*Required task*
Starting at the line that contains "Please mark the woman's leg" and continuing through the end of the records, write those lines out again with "set a point" swapped for "place a point" everywhere, leaving everything else unchanged.
....
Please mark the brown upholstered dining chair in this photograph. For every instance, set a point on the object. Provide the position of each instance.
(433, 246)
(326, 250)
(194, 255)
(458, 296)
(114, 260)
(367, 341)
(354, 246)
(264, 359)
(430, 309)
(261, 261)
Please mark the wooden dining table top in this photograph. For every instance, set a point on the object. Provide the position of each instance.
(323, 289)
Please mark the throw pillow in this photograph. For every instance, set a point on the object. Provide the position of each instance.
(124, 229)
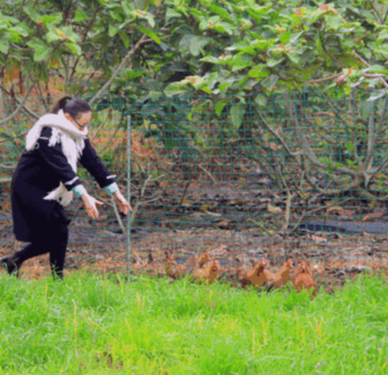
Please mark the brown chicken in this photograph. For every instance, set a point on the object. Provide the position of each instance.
(282, 277)
(254, 277)
(208, 274)
(303, 279)
(176, 271)
(203, 259)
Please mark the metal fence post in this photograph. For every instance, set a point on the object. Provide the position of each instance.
(128, 193)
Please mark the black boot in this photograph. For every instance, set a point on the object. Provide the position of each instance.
(11, 264)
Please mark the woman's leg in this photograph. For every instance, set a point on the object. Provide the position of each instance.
(58, 251)
(54, 241)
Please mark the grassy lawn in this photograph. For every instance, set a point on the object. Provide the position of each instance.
(90, 324)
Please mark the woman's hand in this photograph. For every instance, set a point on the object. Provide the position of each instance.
(123, 204)
(91, 205)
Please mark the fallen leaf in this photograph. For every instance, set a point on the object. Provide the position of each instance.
(223, 224)
(337, 209)
(324, 7)
(372, 216)
(318, 239)
(274, 209)
(186, 202)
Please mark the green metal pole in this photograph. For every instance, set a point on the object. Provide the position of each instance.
(129, 194)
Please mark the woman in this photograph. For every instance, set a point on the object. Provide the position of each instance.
(46, 178)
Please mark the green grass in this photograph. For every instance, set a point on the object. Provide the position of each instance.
(90, 324)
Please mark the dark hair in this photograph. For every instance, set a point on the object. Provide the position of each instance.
(74, 106)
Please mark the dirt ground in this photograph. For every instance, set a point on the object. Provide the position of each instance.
(332, 257)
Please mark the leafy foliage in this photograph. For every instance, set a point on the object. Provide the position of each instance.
(204, 47)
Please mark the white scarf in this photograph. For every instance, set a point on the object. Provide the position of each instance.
(72, 141)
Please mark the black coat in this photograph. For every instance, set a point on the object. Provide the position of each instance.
(39, 172)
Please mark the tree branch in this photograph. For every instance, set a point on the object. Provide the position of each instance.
(368, 65)
(119, 68)
(278, 137)
(20, 106)
(377, 13)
....
*Exercise result*
Please mark the woman's leg in this photograph. For every instance, place a point on the object. Provide the position of each instance.
(58, 251)
(54, 241)
Please mark the grassy lawn in this photograph. For every instance, place a point on the object. Provide the position of each instance.
(90, 324)
Please mark the woman's hand in this photograph. For every instance, place a point on the object. Provide the position of each instance.
(123, 204)
(91, 205)
Please mark the fallen leaf in this photograph. For every instance, place a point on the object. Provide the position of each instance.
(223, 224)
(337, 209)
(324, 7)
(372, 216)
(318, 239)
(274, 209)
(186, 202)
Please mark the green metal pole in this photograph. For every instance, place a point on the object. Provide the position of each instance.
(129, 194)
Please mark the woman in this photograph. For every instance, place a point on the object. Provide the position of each instance.
(46, 178)
Please mark the green grass in this photograph. For every instance, place a point on the object. Provide the position of each instance.
(90, 324)
Please mark the dark hair in this photograph. For every instance, place a point on the object. Provide the position of each instance.
(74, 106)
Please mark the dirt ground in this photograph. For every instance, place a point on the object. Provide the position of each instance.
(332, 257)
Please mark the leafy foliage in this photograph. For every instance, place a point on the object. Provide the position of each instance.
(204, 47)
Please mark the white scarf in this photograph. For every instance, place a point on the object. Provide the position of each instance.
(72, 141)
Please mark the black coat in this photograph. For every instance, place a point on the object. Provide the position of each instance.
(39, 172)
Please mark the tree branch in this photograph. For every instance, place a point on the object. Provide the position of each instance.
(368, 65)
(119, 68)
(278, 137)
(20, 106)
(377, 13)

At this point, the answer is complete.